* _Aim 1_
From the interview, list every feature of the unit that the couple says they love.
* _Aim 2_
Copy the interview word for word, from "T+B: Tell us" to "year old Ragdoll.".

**** Source text ****

T+B: Tell us a little about yourselves? How big is your family? What are your professions?
Charlie and I met the first week of freshman year of college and started dating about a week later back in 2001. We’ve been engaged since last year but it looks like we will wait on getting married until we can settle into our new home and save a bit more for a wedding. I am a Trusts and Estates attorney and Charlie is an HVAC design engineer. It’s the two of us and our two cats, Benjamin, a 7 year old Himalayan Persian, and Elvis, a 2 year old Ragdoll.

T+B: Benjamin and Elvis are going to love bird-watching out the back windows. What are your favorite things about the unit you have under contract?
There are so many things we love about our unit– the huge windows in the front with the view of the Kentile Floors sign, the open kitchen and vast counter space, the view from the bedrooms of the backyards and how quiet it will be to be away from the street, the central A/C, the quality of the appliances and fixtures, down to the button tiles in the second bathroom. We really think the reason we fell in love with the development and our unit is the attention to detail of the design team and contractors and their refusal to cut corners. We looked at so many places and saw time and again a willingness to sacrifice quality for speed and cost-savings-here you can tell that everyone involved with the project cared about the end result.

T+B: How long had you known about the project before making an offer? Did you strongly consider any other units?

**** Data excerpts ****

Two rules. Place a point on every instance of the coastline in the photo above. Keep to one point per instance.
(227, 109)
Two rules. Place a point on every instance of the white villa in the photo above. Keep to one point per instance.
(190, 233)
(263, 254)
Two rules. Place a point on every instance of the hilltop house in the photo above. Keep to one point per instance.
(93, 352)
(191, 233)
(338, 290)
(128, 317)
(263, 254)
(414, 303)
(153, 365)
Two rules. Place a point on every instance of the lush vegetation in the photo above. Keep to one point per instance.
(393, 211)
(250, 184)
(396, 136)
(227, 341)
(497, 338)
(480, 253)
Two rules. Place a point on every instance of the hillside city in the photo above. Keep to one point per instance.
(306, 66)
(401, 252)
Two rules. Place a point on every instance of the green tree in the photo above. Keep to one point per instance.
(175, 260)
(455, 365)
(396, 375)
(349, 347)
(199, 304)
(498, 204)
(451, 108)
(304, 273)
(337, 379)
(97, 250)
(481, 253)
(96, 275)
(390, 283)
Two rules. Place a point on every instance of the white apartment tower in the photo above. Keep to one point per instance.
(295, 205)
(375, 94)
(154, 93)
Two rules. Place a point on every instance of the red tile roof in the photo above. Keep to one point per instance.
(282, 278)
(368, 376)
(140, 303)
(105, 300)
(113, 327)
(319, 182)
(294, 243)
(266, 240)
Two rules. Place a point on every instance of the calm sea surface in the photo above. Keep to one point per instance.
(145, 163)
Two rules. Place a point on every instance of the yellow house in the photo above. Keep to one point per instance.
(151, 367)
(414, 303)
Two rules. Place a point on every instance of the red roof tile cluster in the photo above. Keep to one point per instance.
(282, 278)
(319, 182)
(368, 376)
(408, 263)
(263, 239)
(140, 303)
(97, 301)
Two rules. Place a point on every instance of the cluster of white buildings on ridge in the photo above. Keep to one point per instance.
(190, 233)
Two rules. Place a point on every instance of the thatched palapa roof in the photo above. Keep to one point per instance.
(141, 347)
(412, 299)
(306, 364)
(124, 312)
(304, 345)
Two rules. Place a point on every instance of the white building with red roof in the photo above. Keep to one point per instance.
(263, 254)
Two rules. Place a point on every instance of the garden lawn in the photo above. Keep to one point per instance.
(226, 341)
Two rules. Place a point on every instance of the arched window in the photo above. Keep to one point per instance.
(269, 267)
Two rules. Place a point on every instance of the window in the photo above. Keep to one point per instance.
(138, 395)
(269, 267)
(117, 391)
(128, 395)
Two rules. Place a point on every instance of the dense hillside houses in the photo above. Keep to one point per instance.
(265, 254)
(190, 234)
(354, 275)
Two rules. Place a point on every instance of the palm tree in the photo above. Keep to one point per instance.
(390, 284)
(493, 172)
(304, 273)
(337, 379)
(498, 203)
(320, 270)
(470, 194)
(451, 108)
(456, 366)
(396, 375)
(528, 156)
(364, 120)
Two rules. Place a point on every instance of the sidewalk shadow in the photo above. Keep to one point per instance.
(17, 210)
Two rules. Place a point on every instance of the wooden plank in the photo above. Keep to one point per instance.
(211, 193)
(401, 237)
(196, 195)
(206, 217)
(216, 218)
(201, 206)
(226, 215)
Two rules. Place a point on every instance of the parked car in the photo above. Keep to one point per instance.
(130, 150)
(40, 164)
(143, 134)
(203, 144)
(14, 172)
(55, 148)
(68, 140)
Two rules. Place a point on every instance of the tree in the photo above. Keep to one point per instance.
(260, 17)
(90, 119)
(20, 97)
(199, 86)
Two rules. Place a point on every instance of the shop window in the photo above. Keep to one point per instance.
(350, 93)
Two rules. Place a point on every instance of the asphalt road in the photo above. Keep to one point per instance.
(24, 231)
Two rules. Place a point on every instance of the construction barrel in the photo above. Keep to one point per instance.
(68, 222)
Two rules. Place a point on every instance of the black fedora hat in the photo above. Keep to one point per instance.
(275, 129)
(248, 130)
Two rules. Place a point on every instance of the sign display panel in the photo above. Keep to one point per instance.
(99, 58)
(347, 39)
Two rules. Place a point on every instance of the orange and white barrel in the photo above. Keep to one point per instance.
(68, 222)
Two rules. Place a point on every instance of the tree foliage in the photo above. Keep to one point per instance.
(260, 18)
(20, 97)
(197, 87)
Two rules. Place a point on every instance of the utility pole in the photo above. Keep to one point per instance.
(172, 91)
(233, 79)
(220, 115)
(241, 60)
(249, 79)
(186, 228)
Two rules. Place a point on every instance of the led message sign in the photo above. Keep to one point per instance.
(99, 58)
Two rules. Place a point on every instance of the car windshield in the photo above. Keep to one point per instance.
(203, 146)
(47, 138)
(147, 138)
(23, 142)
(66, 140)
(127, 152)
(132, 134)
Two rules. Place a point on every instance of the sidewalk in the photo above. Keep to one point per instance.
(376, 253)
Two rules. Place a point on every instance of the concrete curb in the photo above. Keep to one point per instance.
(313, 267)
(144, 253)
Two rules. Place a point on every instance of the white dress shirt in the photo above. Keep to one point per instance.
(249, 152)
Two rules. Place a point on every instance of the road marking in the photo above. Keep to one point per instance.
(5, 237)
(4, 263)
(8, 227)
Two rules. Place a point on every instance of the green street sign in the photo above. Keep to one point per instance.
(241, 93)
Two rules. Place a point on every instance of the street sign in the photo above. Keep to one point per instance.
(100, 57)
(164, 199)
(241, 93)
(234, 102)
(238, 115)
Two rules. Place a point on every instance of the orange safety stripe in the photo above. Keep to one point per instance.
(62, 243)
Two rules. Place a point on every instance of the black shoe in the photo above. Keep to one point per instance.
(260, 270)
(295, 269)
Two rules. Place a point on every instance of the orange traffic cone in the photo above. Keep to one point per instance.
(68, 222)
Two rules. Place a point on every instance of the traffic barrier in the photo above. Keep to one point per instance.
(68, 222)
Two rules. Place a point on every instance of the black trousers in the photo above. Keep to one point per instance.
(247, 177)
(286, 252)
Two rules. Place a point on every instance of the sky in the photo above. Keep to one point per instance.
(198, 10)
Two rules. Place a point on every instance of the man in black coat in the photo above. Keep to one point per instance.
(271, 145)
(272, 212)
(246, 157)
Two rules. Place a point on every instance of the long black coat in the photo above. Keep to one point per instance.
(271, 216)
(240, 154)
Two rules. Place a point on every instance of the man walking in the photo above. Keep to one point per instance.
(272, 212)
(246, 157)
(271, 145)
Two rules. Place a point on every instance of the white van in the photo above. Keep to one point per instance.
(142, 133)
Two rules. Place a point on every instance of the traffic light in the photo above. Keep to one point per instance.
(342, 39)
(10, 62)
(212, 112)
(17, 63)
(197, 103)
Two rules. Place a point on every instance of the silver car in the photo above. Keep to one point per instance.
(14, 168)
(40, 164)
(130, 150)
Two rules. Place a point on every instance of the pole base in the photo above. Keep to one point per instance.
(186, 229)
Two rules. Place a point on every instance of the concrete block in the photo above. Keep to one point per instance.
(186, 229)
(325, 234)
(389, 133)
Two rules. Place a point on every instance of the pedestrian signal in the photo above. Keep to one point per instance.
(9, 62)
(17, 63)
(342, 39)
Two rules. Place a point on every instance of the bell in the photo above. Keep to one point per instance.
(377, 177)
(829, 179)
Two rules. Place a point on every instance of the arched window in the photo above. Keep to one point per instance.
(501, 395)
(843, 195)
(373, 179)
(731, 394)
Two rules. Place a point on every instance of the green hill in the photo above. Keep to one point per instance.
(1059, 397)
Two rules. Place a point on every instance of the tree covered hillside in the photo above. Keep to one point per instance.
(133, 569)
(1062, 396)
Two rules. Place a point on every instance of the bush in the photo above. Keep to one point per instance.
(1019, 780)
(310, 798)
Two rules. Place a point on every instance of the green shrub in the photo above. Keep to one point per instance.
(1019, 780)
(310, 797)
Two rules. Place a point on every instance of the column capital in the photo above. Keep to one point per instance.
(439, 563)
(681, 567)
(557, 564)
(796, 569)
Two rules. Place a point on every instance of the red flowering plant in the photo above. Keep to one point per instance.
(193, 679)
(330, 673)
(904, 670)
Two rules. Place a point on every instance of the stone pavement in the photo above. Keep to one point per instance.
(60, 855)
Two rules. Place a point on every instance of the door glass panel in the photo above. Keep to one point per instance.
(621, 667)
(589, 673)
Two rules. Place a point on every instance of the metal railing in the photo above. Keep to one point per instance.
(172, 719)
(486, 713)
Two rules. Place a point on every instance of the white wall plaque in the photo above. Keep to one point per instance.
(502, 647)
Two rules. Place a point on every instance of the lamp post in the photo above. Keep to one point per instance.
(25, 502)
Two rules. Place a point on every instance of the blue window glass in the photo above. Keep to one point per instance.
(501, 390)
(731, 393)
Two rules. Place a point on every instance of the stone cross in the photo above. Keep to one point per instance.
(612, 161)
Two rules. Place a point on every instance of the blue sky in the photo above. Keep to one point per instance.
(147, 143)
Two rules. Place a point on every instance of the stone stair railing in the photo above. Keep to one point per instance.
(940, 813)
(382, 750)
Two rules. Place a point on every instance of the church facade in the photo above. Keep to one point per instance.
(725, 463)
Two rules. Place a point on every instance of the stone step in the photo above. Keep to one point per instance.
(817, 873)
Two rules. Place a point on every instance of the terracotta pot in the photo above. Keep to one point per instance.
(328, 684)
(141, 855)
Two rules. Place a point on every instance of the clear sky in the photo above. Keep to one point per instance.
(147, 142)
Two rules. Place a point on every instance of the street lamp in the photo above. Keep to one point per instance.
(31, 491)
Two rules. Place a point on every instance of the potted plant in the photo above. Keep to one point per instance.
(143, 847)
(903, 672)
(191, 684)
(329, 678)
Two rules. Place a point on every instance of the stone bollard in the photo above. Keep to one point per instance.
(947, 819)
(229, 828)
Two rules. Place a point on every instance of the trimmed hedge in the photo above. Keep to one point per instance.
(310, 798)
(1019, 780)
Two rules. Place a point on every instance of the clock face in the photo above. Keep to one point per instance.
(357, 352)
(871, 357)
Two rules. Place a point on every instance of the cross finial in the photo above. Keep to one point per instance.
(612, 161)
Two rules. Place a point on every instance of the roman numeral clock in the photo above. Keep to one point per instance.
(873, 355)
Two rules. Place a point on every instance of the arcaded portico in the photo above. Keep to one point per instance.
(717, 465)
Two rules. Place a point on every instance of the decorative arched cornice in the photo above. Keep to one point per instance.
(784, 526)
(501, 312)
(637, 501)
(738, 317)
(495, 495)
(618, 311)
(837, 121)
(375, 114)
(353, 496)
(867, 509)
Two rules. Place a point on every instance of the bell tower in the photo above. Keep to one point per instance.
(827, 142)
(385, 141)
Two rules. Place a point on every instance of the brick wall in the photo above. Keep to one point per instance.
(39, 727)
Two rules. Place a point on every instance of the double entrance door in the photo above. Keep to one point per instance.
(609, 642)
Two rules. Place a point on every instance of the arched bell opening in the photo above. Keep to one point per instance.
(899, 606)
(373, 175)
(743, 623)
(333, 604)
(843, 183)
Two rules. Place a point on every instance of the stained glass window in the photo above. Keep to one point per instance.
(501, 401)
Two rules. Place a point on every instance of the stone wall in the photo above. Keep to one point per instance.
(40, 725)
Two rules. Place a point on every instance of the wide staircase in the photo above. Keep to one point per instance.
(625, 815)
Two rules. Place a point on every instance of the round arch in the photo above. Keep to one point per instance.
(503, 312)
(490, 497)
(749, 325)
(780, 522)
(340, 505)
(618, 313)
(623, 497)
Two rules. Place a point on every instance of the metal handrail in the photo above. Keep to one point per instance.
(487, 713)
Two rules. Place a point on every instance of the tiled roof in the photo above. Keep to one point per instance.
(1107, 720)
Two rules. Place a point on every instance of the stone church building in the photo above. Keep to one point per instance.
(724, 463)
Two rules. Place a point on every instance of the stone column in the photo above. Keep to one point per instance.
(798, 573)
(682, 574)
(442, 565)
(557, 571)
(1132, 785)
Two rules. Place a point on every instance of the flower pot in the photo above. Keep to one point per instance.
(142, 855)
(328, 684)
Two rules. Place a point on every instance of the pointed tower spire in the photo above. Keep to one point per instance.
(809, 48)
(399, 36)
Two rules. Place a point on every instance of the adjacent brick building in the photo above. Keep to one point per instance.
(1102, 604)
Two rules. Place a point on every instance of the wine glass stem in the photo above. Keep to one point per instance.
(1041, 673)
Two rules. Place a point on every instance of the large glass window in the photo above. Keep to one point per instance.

****

* _Reply 1_
- The huge windows in the front with the view of the Kentile Floors sign
- The open kitchen and vast counter space
- The view from the bedrooms of the backyards and how quiet it will be away from the street
- The central A/C
- The quality of the appliances and fixtures
- The button tiles in the second bathroom

* _Reply 2_
T+B: Tell us a little about yourselves? How big is your family? What are your professions?
Charlie and I met the first week of freshman year of college and started dating about a week later back in 2001. We’ve been engaged since last year but it looks like we will wait on getting married until we can settle into our new home and save a bit more for a wedding. I am a Trusts and Estates attorney and Charlie is an HVAC design engineer. It’s the two of us and our two cats, Benjamin, a 7 year old Himalayan Persian, and Elvis, a 2 year old Ragdoll.